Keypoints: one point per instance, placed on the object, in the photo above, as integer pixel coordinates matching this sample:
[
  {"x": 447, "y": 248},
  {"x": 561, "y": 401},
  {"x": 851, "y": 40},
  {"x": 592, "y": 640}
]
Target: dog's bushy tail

==*==

Work to be completed
Rewrite the rows above with "Target" switched to "Label" everywhere, keeping everything else the same.

Exercise response
Keypoints: one point per instance, placed on the object, in the photo above, as integer pixel coordinates matching this sample:
[
  {"x": 447, "y": 248},
  {"x": 561, "y": 401},
  {"x": 851, "y": 40},
  {"x": 592, "y": 640}
]
Label: dog's bushy tail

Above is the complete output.